Supplied data:
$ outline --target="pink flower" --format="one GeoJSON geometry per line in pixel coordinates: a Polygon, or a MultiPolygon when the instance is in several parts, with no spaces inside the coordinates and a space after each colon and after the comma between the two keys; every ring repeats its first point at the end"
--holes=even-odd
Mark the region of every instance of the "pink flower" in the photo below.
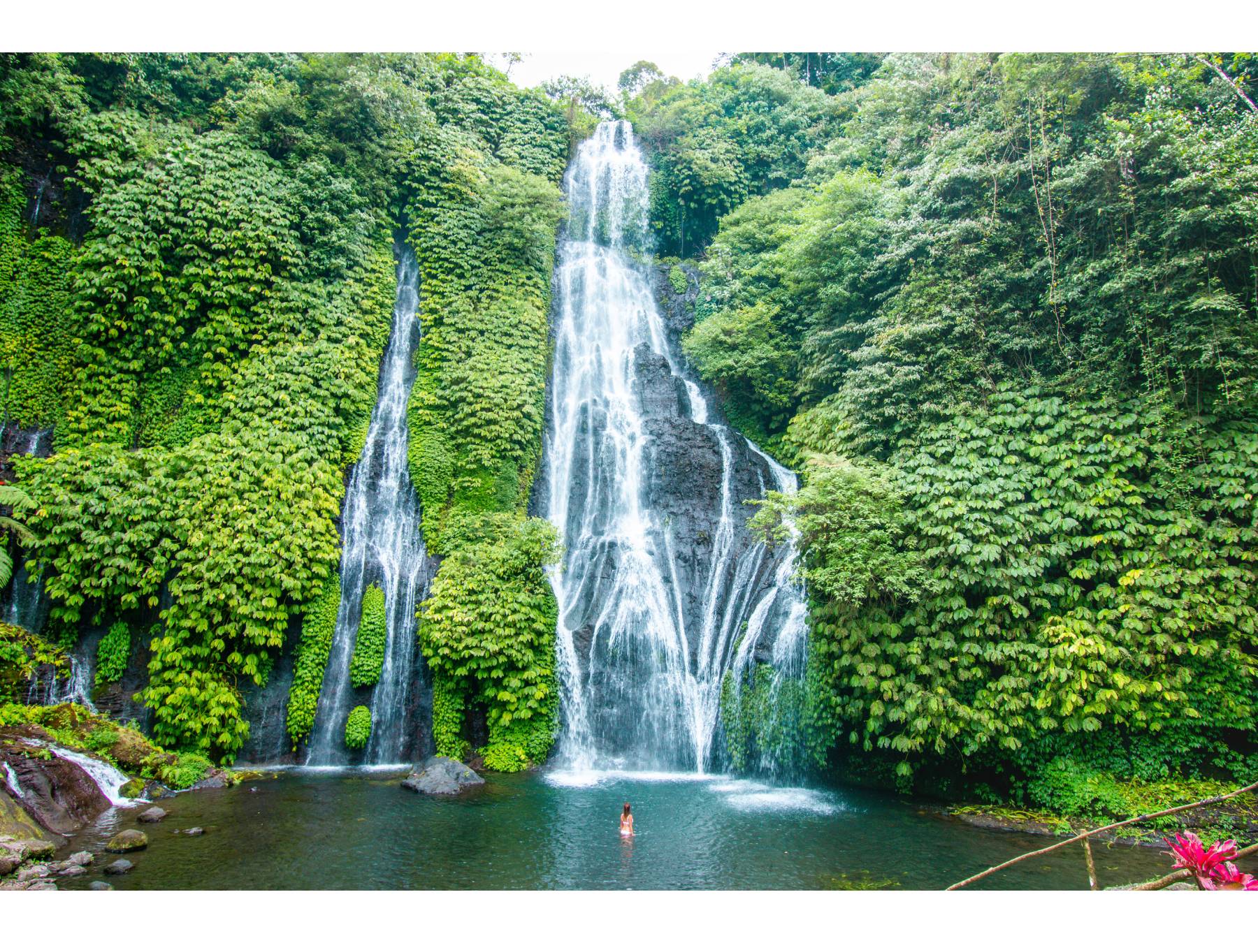
{"type": "Polygon", "coordinates": [[[1258,878],[1252,874],[1242,874],[1232,861],[1215,865],[1210,873],[1211,890],[1258,890],[1258,878]]]}
{"type": "Polygon", "coordinates": [[[1166,839],[1176,868],[1188,868],[1201,890],[1258,890],[1258,879],[1242,874],[1228,861],[1237,852],[1237,842],[1216,841],[1204,847],[1201,840],[1190,831],[1166,839]]]}

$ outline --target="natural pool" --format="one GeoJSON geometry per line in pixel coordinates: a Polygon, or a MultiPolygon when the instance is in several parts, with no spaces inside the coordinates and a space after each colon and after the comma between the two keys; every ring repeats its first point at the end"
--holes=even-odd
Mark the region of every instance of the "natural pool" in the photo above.
{"type": "MultiPolygon", "coordinates": [[[[283,771],[230,790],[161,801],[140,825],[148,847],[128,854],[125,889],[825,889],[894,883],[938,889],[1048,844],[975,829],[867,792],[771,787],[721,776],[537,772],[488,777],[455,797],[400,788],[401,771],[283,771]],[[623,840],[623,802],[638,835],[623,840]],[[203,826],[201,836],[175,834],[203,826]]],[[[141,807],[113,808],[64,854],[96,866],[106,840],[141,807]]],[[[1166,869],[1150,849],[1096,845],[1103,884],[1166,869]]],[[[984,881],[988,889],[1086,889],[1082,851],[1068,849],[984,881]]]]}

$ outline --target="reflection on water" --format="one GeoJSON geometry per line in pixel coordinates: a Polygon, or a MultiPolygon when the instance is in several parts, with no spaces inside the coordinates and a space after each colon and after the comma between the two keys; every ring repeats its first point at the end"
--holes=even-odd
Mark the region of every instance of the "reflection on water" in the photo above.
{"type": "MultiPolygon", "coordinates": [[[[1050,840],[972,829],[893,797],[774,787],[723,776],[595,772],[489,775],[455,797],[400,788],[399,772],[272,771],[231,790],[161,801],[140,825],[148,849],[117,889],[820,889],[850,875],[873,885],[944,888],[1050,840]],[[633,803],[637,835],[619,835],[633,803]],[[176,835],[194,825],[203,836],[176,835]]],[[[96,866],[137,808],[112,808],[64,854],[96,866]]],[[[1149,849],[1096,847],[1103,884],[1165,873],[1149,849]]],[[[990,889],[1086,889],[1079,849],[993,875],[990,889]]]]}

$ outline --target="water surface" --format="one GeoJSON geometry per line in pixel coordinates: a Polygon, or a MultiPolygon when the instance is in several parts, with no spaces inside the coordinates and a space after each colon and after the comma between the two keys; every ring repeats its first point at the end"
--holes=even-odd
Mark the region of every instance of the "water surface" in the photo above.
{"type": "MultiPolygon", "coordinates": [[[[400,787],[403,771],[268,773],[161,801],[140,825],[136,869],[103,876],[109,835],[140,808],[112,808],[63,852],[96,865],[65,889],[938,889],[1050,842],[975,829],[894,797],[772,787],[723,776],[535,772],[487,776],[454,797],[400,787]],[[633,802],[638,835],[616,831],[633,802]],[[205,835],[175,834],[204,827],[205,835]]],[[[1105,885],[1165,873],[1150,849],[1094,845],[1105,885]]],[[[1083,852],[1055,851],[986,879],[988,889],[1087,889],[1083,852]]]]}

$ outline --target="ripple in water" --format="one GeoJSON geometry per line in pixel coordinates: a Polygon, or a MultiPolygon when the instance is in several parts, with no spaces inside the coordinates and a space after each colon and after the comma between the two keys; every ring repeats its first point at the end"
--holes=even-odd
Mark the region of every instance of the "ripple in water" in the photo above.
{"type": "Polygon", "coordinates": [[[750,780],[717,782],[708,787],[737,810],[747,812],[813,812],[834,815],[847,811],[842,802],[833,801],[820,790],[798,786],[769,786],[750,780]]]}

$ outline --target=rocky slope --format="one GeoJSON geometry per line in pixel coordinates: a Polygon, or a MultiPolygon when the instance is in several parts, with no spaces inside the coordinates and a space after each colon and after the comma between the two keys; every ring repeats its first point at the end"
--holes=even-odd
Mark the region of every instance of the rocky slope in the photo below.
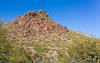
{"type": "Polygon", "coordinates": [[[7,39],[12,45],[12,63],[69,63],[69,44],[78,40],[98,41],[68,30],[54,22],[45,11],[28,12],[3,27],[9,31],[7,39]]]}

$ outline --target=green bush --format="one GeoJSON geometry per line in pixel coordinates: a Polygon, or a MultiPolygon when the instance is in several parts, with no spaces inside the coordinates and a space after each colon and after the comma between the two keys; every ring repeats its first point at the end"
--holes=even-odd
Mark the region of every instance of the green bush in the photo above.
{"type": "Polygon", "coordinates": [[[0,29],[0,63],[9,63],[10,43],[6,39],[7,32],[0,29]]]}
{"type": "Polygon", "coordinates": [[[68,63],[100,63],[100,44],[92,39],[78,39],[68,45],[68,63]]]}

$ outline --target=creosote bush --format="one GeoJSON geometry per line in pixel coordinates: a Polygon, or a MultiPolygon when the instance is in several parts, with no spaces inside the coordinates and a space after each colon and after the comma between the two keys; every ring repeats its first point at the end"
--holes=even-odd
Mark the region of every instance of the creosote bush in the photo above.
{"type": "Polygon", "coordinates": [[[100,63],[100,43],[92,39],[77,39],[68,45],[68,63],[100,63]]]}

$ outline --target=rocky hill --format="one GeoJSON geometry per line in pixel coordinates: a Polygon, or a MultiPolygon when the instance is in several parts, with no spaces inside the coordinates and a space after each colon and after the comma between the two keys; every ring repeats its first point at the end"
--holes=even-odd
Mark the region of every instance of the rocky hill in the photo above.
{"type": "Polygon", "coordinates": [[[0,63],[100,63],[99,42],[32,11],[0,25],[0,63]]]}
{"type": "Polygon", "coordinates": [[[20,35],[36,35],[68,32],[62,25],[54,22],[46,11],[32,11],[18,16],[12,23],[13,31],[20,35]]]}

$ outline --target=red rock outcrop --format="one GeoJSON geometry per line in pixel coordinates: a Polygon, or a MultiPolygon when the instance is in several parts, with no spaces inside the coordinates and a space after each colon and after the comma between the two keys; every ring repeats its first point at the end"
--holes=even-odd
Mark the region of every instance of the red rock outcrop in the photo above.
{"type": "Polygon", "coordinates": [[[14,25],[15,31],[22,35],[68,32],[62,25],[50,19],[45,11],[33,11],[18,16],[14,25]]]}

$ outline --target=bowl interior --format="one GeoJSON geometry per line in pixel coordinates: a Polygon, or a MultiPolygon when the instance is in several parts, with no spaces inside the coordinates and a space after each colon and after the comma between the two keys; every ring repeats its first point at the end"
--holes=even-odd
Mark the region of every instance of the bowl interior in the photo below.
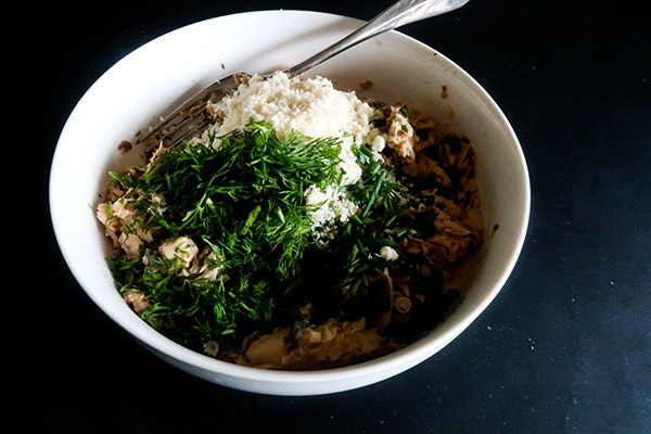
{"type": "Polygon", "coordinates": [[[108,69],[79,101],[52,163],[50,205],[63,256],[88,295],[119,326],[168,361],[210,381],[263,393],[315,394],[369,384],[430,357],[490,303],[518,258],[528,220],[526,165],[508,120],[480,85],[435,50],[391,31],[320,65],[341,89],[404,101],[442,129],[468,137],[477,153],[486,243],[469,265],[464,302],[430,335],[394,355],[329,371],[272,372],[235,367],[180,347],[133,315],[115,291],[107,247],[92,208],[107,170],[139,158],[117,149],[184,97],[227,74],[266,73],[298,63],[360,21],[305,11],[266,11],[200,22],[162,36],[108,69]],[[272,28],[264,39],[256,29],[272,28]],[[237,37],[234,37],[237,35],[237,37]],[[228,43],[227,43],[228,41],[228,43]],[[281,61],[279,61],[281,60],[281,61]],[[168,67],[174,65],[174,67],[168,67]],[[359,84],[370,80],[362,91],[359,84]],[[445,90],[444,90],[445,89],[445,90]],[[499,230],[492,231],[494,225],[499,230]]]}

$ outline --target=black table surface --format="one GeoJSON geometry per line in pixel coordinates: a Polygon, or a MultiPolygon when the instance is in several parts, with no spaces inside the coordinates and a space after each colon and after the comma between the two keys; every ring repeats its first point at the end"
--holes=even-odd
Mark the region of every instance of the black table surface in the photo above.
{"type": "Polygon", "coordinates": [[[526,242],[495,302],[423,363],[278,397],[177,370],[100,311],[54,240],[52,153],[92,82],[167,31],[254,10],[368,20],[390,2],[8,2],[0,431],[651,433],[651,25],[643,2],[615,3],[472,0],[400,29],[512,123],[532,180],[526,242]]]}

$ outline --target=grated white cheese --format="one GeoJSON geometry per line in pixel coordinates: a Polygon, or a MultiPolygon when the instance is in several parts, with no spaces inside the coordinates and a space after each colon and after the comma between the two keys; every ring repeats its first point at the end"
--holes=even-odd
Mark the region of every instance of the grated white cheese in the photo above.
{"type": "Polygon", "coordinates": [[[396,260],[398,258],[398,252],[396,252],[395,248],[385,245],[382,248],[380,248],[380,256],[387,261],[396,260]]]}
{"type": "MultiPolygon", "coordinates": [[[[289,78],[284,73],[276,73],[267,79],[253,76],[214,110],[224,118],[210,129],[216,137],[243,128],[253,118],[271,124],[281,138],[291,130],[308,138],[340,138],[340,168],[344,173],[341,186],[353,184],[361,178],[354,148],[374,143],[375,157],[382,158],[379,152],[384,148],[384,139],[371,126],[374,110],[355,92],[336,90],[323,77],[289,78]]],[[[345,221],[357,212],[357,206],[340,192],[341,186],[329,186],[326,191],[310,186],[306,190],[315,229],[323,229],[337,219],[345,221]]]]}

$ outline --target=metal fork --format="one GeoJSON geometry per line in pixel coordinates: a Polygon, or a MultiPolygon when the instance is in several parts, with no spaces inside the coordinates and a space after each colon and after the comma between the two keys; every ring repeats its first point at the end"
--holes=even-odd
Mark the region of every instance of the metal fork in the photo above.
{"type": "MultiPolygon", "coordinates": [[[[367,24],[346,36],[339,42],[328,47],[306,61],[285,69],[291,77],[307,72],[323,63],[330,58],[345,51],[373,36],[413,23],[431,16],[441,15],[464,5],[469,0],[399,0],[381,12],[367,24]]],[[[174,145],[203,132],[214,123],[207,113],[209,101],[219,101],[231,94],[238,88],[245,73],[232,74],[206,86],[194,95],[190,97],[179,106],[153,126],[146,135],[138,139],[138,143],[153,141],[159,143],[164,140],[174,145]]]]}

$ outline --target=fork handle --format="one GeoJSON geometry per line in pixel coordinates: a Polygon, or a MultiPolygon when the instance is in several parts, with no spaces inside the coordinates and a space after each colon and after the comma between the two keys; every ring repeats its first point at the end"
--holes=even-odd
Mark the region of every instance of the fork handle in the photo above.
{"type": "Polygon", "coordinates": [[[306,61],[286,69],[285,73],[290,77],[294,77],[373,36],[393,30],[405,24],[454,11],[461,8],[469,0],[398,0],[344,39],[335,42],[306,61]]]}

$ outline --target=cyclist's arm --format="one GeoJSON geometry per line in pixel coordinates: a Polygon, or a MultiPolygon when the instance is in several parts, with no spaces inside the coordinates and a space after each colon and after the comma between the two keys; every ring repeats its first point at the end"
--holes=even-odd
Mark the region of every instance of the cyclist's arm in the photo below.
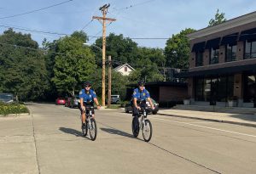
{"type": "Polygon", "coordinates": [[[84,110],[85,108],[84,106],[84,98],[80,98],[80,107],[81,107],[82,110],[84,110]]]}
{"type": "Polygon", "coordinates": [[[93,98],[93,101],[96,103],[96,104],[97,106],[100,106],[99,101],[98,101],[98,99],[97,99],[96,98],[93,98]]]}
{"type": "Polygon", "coordinates": [[[148,98],[147,99],[148,99],[148,101],[149,102],[152,109],[154,109],[154,104],[153,104],[153,103],[152,103],[151,98],[148,98]]]}
{"type": "Polygon", "coordinates": [[[139,108],[139,107],[137,106],[137,98],[133,98],[133,105],[134,105],[134,107],[136,107],[136,108],[139,108]]]}

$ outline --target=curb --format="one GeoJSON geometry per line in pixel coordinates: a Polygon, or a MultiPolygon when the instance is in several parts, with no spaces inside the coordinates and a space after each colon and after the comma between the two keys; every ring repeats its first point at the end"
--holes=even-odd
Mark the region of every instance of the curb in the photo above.
{"type": "Polygon", "coordinates": [[[195,120],[200,120],[200,121],[212,121],[212,122],[228,123],[228,124],[240,125],[240,126],[250,126],[250,127],[256,128],[256,124],[252,124],[252,123],[236,122],[236,121],[223,121],[223,120],[216,120],[216,119],[198,118],[198,117],[192,117],[192,116],[180,116],[180,115],[160,114],[160,113],[158,113],[158,115],[166,115],[166,116],[174,116],[174,117],[178,117],[178,118],[195,119],[195,120]]]}
{"type": "Polygon", "coordinates": [[[30,115],[30,113],[10,114],[10,115],[0,115],[0,118],[18,117],[18,116],[28,116],[28,115],[30,115]]]}

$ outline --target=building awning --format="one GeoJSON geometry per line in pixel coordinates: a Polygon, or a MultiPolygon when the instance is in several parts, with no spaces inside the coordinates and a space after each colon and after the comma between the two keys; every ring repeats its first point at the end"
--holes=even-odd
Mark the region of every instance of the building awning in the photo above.
{"type": "Polygon", "coordinates": [[[207,41],[206,49],[216,49],[219,47],[220,37],[207,41]]]}
{"type": "Polygon", "coordinates": [[[256,28],[243,31],[241,32],[239,41],[256,41],[256,28]]]}
{"type": "Polygon", "coordinates": [[[206,42],[195,43],[192,48],[192,52],[203,52],[205,50],[206,42]]]}
{"type": "Polygon", "coordinates": [[[238,37],[238,32],[224,36],[222,40],[220,45],[230,45],[234,46],[236,45],[236,41],[238,37]]]}
{"type": "Polygon", "coordinates": [[[197,70],[197,71],[188,71],[183,73],[179,73],[175,75],[177,78],[186,78],[193,76],[214,76],[214,75],[226,75],[226,74],[234,74],[241,71],[247,70],[256,70],[256,65],[247,65],[240,66],[231,66],[226,68],[219,68],[213,70],[197,70]]]}

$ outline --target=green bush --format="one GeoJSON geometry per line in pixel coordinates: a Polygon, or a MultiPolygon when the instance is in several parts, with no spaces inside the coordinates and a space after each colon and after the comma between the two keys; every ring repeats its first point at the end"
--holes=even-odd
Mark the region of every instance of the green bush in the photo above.
{"type": "Polygon", "coordinates": [[[28,113],[27,108],[22,104],[5,104],[0,102],[0,115],[28,113]]]}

Set problem: Copy the listing from the line containing "outline --target=metal fork" through the line containing "Mark the region of every instance of the metal", swapping "metal fork" for "steel fork" and leaving everything else as it is.

Output below:
$ outline --target=steel fork --format="one GeoJSON geometry per line in pixel coordinates: a Polygon, or a MultiPolygon when the instance is in several parts, with no spaces inside the coordinates and a space after each colon and after the comma between the two keys; every ring repeats its first point at the end"
--holes=even-odd
Mark the region of every instance of the steel fork in the photo above.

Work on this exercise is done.